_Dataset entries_
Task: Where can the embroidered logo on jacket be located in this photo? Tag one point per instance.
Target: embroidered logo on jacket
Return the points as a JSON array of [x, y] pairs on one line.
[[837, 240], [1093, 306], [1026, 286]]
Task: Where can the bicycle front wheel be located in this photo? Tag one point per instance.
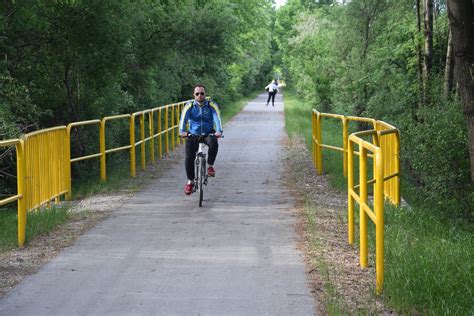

_WHAT IS BEING ASKED_
Gather up the lines containing the word "logo" from these records and copy them.

_SOLUTION_
Task: Where can the embroidered logo on jacket be located in this photo? Tag one point per instance.
Target: embroidered logo on jacket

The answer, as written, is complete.